● Your goal:
Could you give back the listing below exactly, every line included?
============
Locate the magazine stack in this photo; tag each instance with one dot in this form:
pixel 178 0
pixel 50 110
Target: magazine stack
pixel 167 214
============
● Response below:
Locate the magazine stack in this photo; tag each instance with one dot in this form:
pixel 178 0
pixel 50 110
Target: magazine stack
pixel 167 214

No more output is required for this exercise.